Source extract:
# One last integration problem

1. Feb 20, 2008

### Ravenatic20

This is what I have so far:

$$\int (\frac{x^2}{\sqrt{4 + x^2}}) dx$$

$$x = 2 tan u$$
$$dx = (2 sec^2u) du$$

$$x^2 = 4 tan^2 u$$

$$\sqrt{4 + x^2} = \sqrt{4 + 4 tan^2 u}$$

$$\sqrt{4 + x^2} = \sqrt{4 (1 + tan^2 u}$$

$$\sqrt{4 + x^2} = \sqrt{4 sec^2 u}$$

$$\sqrt{4 + x^2} = 2 sec u$$

Then I have:

$$\int (\frac{x^2}{\sqrt{4 + x^2}}) dx = \int \frac{4 tan^2 u}{2 sec u} 2 sec^2 u du$$

$$\int (\frac{x^2}{\sqrt{4 + x^2}}) dx = \int (4 tan^2 u)(sec u) du$$

I keep getting stuck on this part, any ideas?

2. Feb 20, 2008

### rocomath

Assuming your work is correct ...

$$4\int\tan^{2}\theta\sec \theta d\theta$$

$$4\int(\sec \theta \tan \theta) \tan \theta d\theta$$

Or go straight to this ...

$$4\int(\sec^{3}\theta-\sec \theta) d\theta$$

Either way, integration by parts!

Last edited: Feb 20, 2008
3. Feb 20, 2008

### Ravenatic20

Taking that...

$$4\int(\sec u \tan u) \tan u du$$

And knowing that:

$$\int(\sec u \tan u) du = \sec u + C$$

and...

$$\int\sec u du = ln |\sec u + \tan u|)+ C$$

Can we just do it by parts that way?

So...

$$\int (\frac{x^2}{\sqrt{4 + x^2}}) dx = 4(\sec u + ln |\sec u + \tan u|) + C$$

(crosses figures)

4. Feb 20, 2008

### rocomath

You must be drunk!

$$4\int(\sec \theta \tan \theta) \tan \theta d\theta$$

Usually, you want to reserve "u" so I'm using theta in it's place.

$$u=\tan \theta$$
$$du=\sec^{2} \theta d\theta$$

$$dV=\sec \theta \tan \theta d\theta$$
$$V=\sec \theta$$

$$4\int(\sec \theta \tan \theta) \tan \theta d\theta=4(\sec \theta \tan \theta-\int\sec^{3}\theta d\theta)$$

Do parts again, you will actually have to do it 3x, I think. Take $$\int\sec^{3}\theta d\theta$$ to the side and you will notice that you get it back. Just move it to the other side and divide by the constant, and it's solved.

Last edited: Feb 20, 2008
5. Feb 20, 2008

### Ravenatic20

No I'm not drunk, I'm just new to this material. However I think were just about done:

I understand how you did everything, so now...

$$4\int(\sec \theta \tan \theta) \tan \theta d\theta=4(\sec \theta \tan \theta-\int\sec^{3}\theta d\theta)$$
Where... $$\int\sec^{3}\theta d\theta) = \frac{1}{2} \sec \theta \tan \theta + \frac{1}{2} ln|sec \theta + tan \theta| + C$$

This gives us:
$$\int (\frac{x^2}{\sqrt{4 + x^2}}) dx = 4 (\sec x \tan x)-\frac{1}{2} \sec x \tan x + \frac{1}{2} ln|sec x + tan x| + C$$

?

Stated task 1: Write out the stretch of the integration thread from "Or go straight" through "Taking that...".
Stated task 2: List the equations that rocomath writes in the fourth post of the integration thread to set up integration by parts, from "u" through "V".

Object location annotation data:

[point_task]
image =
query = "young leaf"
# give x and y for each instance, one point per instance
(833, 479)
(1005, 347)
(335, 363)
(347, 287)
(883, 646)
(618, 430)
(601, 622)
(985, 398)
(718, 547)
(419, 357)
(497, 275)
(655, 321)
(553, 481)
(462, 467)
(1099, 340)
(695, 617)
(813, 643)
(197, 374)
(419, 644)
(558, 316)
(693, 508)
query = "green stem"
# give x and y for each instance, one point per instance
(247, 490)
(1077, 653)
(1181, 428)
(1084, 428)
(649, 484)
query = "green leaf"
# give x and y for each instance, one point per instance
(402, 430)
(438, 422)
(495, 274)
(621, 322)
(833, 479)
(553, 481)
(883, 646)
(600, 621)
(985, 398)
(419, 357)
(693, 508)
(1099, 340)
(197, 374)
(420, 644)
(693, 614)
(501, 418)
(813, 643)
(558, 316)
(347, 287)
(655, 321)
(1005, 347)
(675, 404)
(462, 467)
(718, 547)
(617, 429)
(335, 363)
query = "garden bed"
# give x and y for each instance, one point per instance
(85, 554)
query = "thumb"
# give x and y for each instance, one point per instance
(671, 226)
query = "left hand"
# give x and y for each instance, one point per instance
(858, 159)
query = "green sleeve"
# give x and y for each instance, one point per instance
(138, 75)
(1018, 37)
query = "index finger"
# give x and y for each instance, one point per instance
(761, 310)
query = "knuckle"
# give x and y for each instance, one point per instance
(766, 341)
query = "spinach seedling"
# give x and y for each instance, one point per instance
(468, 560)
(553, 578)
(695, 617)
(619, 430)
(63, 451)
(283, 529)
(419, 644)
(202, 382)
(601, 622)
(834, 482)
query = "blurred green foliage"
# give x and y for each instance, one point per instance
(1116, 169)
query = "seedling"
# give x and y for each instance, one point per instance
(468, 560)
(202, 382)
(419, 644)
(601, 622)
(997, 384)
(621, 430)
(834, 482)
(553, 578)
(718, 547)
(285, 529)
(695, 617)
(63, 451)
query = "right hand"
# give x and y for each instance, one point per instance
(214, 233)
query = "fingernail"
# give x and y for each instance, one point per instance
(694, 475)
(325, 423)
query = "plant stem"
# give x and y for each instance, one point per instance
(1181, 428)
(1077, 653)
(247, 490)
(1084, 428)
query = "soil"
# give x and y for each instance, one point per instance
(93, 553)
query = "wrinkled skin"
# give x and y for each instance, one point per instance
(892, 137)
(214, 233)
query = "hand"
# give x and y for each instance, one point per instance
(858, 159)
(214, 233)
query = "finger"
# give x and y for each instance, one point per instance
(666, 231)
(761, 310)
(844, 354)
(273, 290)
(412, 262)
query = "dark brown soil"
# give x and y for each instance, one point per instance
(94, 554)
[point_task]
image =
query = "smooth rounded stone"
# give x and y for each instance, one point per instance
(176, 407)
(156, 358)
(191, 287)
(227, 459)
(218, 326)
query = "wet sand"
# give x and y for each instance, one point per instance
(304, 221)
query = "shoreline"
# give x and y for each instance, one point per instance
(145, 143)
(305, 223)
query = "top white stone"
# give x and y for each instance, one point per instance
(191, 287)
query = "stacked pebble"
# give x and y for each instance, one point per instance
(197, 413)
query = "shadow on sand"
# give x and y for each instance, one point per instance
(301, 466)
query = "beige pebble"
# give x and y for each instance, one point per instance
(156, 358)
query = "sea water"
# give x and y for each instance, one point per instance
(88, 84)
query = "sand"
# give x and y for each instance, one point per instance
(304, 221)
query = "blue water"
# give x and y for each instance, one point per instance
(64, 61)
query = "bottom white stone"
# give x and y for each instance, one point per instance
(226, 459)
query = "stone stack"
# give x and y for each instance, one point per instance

Full output 1:
Or go straight to this ...

$$4\int(\sec^{3}\theta-\sec \theta) d\theta$$

Either way, integration by parts!

Last edited: Feb 20, 2008
3. Feb 20, 2008

### Ravenatic20

Taking that...

Full output 2:
u = tan θ
du = sec²θ dθ
dV = sec θ tan θ dθ
V = sec θ